| Job 1 |
Report every line in the rows below that contains the string "Target". Case counts.

| Passage to read |

******

Fig. 3: The active-retarder concept for 3-D display technology uses two panels – a conventional LCD and a panel with one LC layer and two glass substrates.
One is a conventional LCD for 3-D images and the other is an active-retarder panel consisting of one liquid-crystal layer and two glass substrates to control polarization. As shown in Fig. 3, each even and odd frame corresponding to the left and right images is written alternately on the image panel. When two images are alternated on the image panel, the active retarder in front of the image panel converts the polarization state of the input polarization from the image panel. The LC panel switches the polarization of alternate frames between left and right circular.
This technology can provide viewers with high-resolution displays because the full resolution of one frame is projected to each eye. Also, as the scanning active retarder helps with the writing of the display panel, the result is a brightness higher than that of shutter-glasses 3-D technology. It should be noted that compared with patterned-polarizer 3-D technology, active-retarder technology requires an additional LC panel, which leads to additional cost. Thus, cost is an issue that needs to be overcome.
Table 2 shows a comparisons of 3-D performance between conventional shutter-glasses 3-D displays and active-retarder 3-D displays currently under development in sizes suitable for monitor use.
Since two of the 3-D technologies are based on the time-multiplexing method, their resolutions are full HD without resolution loss in both 2-D and 3-D modes. In the comparison of luminance under the same 2-D brightness, the 3-D luminance of the active-retarder 3-D is measured to be about 100 nits, more than twice that of shutter-glasses 3-D displays.
The white–black 3-D cross-talk of active-retarder 3-D is similar to that of the shutter-glasses 3-D, but the average gray-to-gray 3-D cross-talk is optimized to be about 2%, which is half that of shutter-glasses 3-D displays. And with the help of scanning technology, the cross-talk deviation over the entire display area is measured at 0.5% for active-retarder technology. But the cross-talk deviation for shutter-glasses 3-D is 10%, due to the difference in the data writing time of the first and last line. In this sense, the image produced in the active-retarder 3-D technology is much better than that of shutter-glasses 3-D technology due to the high-brightness. gray-to-gray 3-D cross-talk, and cross-talk deviations. Therefore, active-retarder 3-D technology is introduced as a novel technology that satisfies brightness compared to that of shutter-glasses 3-D technology in monitors. Besides, it provides wearing convenience to users because it employs polarizer glasses just like that of patterned polarizers. With such high brightness, high resolution, and user convenience, this technology should be suitable for the premium monitor or TV market.

******

| Task data |
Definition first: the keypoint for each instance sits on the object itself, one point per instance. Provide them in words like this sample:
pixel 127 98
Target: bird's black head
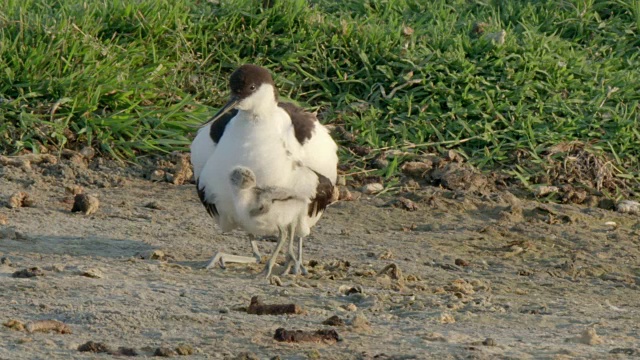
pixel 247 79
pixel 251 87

******

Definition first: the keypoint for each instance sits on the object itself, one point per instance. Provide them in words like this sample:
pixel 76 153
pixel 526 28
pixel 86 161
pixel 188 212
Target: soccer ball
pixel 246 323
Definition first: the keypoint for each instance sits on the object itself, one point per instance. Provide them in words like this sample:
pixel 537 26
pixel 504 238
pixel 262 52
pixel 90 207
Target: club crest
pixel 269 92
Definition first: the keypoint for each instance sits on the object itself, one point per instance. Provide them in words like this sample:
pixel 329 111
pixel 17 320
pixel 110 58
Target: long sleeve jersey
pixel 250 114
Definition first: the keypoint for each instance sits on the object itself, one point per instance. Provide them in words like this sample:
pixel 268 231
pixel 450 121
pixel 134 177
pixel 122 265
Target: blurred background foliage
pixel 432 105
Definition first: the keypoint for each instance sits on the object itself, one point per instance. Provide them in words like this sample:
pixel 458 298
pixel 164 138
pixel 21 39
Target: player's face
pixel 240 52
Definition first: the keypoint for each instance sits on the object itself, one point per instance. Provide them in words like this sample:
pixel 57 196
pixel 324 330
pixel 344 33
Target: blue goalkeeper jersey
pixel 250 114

******

| Job 2 |
According to the text on active-retarder 3-D display technology, what is the cross-talk deviation over the entire display area for shutter-glasses 3-D?

| Exercise result 1 |
Target: bird's black head
Target: soccer ball
Target: club crest
Target: long sleeve jersey
Target: blurred background foliage
Target: player's face
Target: blue goalkeeper jersey

| Exercise result 2 |
10%